>> start READING PASSAGE

Expand and Simplify

[sweiss]

Question is:

Expand and simplify, if possible. [tan^2(x) +1] * [1-cos^2(x)]

I seem to be arriving at two related but separate answers and am unsure as to which one is correct...

Here's what I have done so far with the problem:

[tan^2(x) + 1] = [sec^2(x)]
[1 - cos^2(x)] = [sin^2(x)]
This leads to an answer of: [sec^2(x)] * [sin^2(x)]

Then I figured I could simplify further:
[1/cos^2(x)] * [sin^2(x)] = [sin^2(x) * cos^2(x)] / [cos^2(x)] (placed over a common denominator)
Reduces = sin^2(x)

Just not sure which of these solutions (if either) are correct...

Thank you for any input,

S. Weiss

 

[tkhunny]

You're gold to here: [1/cos^2(x)] * [sin^2(x)]

After that, you seem to have missed that your two expressions are joined by multiplication.
You have treated them as if they were joined by addition.
Try that again.

 

[sweiss]

You're gold to here: [1/cos^2(x)] * [sin^2(x)]

After that, you seem to have missed that your two expressions are joined by multiplication.

>> end READING PASSAGE

EXERCISES TO COMPLETE:
A. In the forum thread, what error does tkhunny point out after the step [1/cos^2(x)] * [sin^2(x)]?
B. Change "wet sand" to "damp sand" in the stretch of the records from the line containing "wet sand in the image." through the end of the records, keeping everything else the same. Leave the pictures out.
The thread and the records below it are unrelated material.

>> start MATERIAL FOR THIS TASK

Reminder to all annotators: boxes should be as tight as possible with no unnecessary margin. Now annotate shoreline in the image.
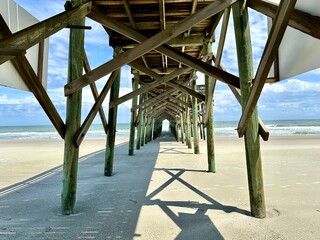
[0,135,320,189]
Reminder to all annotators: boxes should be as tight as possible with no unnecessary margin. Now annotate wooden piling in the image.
[232,0,266,218]
[104,46,121,177]
[61,0,85,215]
[180,113,184,144]
[205,42,216,173]
[136,95,143,150]
[185,96,192,149]
[129,72,139,156]
[191,80,200,154]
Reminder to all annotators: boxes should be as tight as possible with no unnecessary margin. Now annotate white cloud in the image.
[263,79,320,94]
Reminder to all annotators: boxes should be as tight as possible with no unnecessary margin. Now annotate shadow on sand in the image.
[0,138,250,239]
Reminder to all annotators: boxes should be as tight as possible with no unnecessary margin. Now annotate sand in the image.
[0,138,127,189]
[0,136,320,240]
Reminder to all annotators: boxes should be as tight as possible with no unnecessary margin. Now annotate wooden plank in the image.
[0,2,91,64]
[109,68,191,108]
[88,10,240,88]
[247,0,320,39]
[0,15,65,138]
[74,71,118,147]
[61,0,85,215]
[65,0,236,95]
[232,0,266,218]
[133,78,193,109]
[203,8,231,126]
[0,48,27,56]
[129,72,139,156]
[238,0,297,137]
[191,80,200,154]
[182,94,192,149]
[83,52,108,134]
[104,47,122,177]
[135,94,143,150]
[205,42,216,173]
[129,62,205,101]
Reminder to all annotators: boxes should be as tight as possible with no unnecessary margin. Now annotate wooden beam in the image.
[121,36,204,49]
[88,10,240,88]
[129,72,140,156]
[74,71,118,147]
[133,78,193,109]
[61,0,85,215]
[247,0,320,39]
[0,48,27,56]
[65,0,236,95]
[104,46,122,177]
[238,0,297,137]
[109,68,191,108]
[205,42,216,173]
[0,15,65,138]
[191,80,200,154]
[232,0,266,218]
[0,2,91,64]
[82,52,108,134]
[203,8,231,126]
[167,82,206,102]
[129,62,205,101]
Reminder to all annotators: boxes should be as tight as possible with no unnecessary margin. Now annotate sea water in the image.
[0,119,320,140]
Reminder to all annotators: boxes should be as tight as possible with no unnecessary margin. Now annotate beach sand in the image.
[0,136,320,240]
[0,138,128,189]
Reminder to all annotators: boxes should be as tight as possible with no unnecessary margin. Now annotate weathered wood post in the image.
[185,96,192,149]
[129,71,139,156]
[205,42,216,173]
[61,0,85,215]
[191,80,200,154]
[104,46,121,177]
[136,94,143,150]
[232,0,266,218]
[175,119,179,142]
[141,110,146,147]
[180,113,184,143]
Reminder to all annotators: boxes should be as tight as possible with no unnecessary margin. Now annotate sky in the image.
[0,0,320,126]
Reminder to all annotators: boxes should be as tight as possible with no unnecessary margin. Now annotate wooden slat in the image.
[238,0,297,137]
[83,52,108,134]
[247,0,320,39]
[65,0,236,95]
[203,8,231,126]
[75,71,118,146]
[0,2,91,64]
[0,15,65,138]
[0,48,27,56]
[129,63,205,101]
[88,10,240,88]
[109,68,191,108]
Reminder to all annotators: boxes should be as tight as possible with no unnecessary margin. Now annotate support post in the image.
[191,80,200,154]
[104,46,121,177]
[180,113,184,144]
[136,94,143,150]
[61,0,85,215]
[205,42,216,173]
[232,0,266,218]
[185,96,192,149]
[175,119,179,142]
[129,72,139,156]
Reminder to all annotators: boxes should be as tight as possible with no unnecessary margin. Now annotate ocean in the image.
[0,119,320,140]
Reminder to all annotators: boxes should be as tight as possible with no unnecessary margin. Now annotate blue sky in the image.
[0,0,320,126]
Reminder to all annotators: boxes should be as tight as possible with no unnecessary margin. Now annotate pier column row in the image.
[61,0,85,215]
[104,46,121,177]
[232,0,266,218]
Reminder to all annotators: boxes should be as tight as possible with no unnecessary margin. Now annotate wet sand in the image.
[0,136,320,240]
[0,139,127,189]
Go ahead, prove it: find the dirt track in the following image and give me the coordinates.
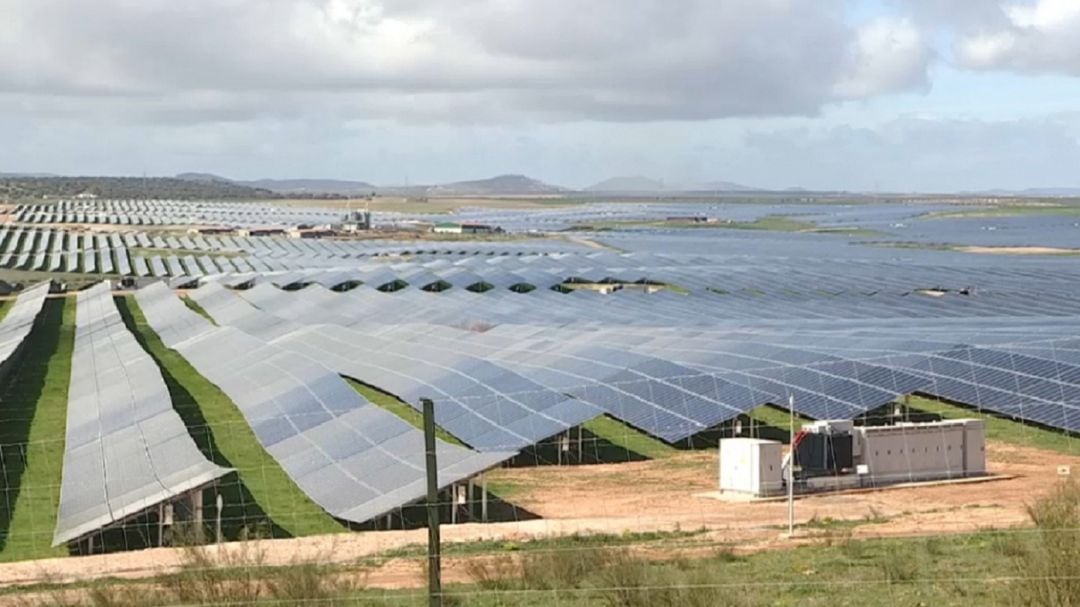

>> end MATERIAL FOR THIS TASK

SOLUTION LIST:
A. The two expressions are joined by multiplication but were treated as if they were joined by addition.

B.
Reminder to all annotators: boxes should be as tight as possible with no unnecessary margin. Now annotate damp sand in the image.
[0,136,320,240]
[0,139,127,189]
Go ahead, prove it: find the dirt track in the following image and give me the coordinates.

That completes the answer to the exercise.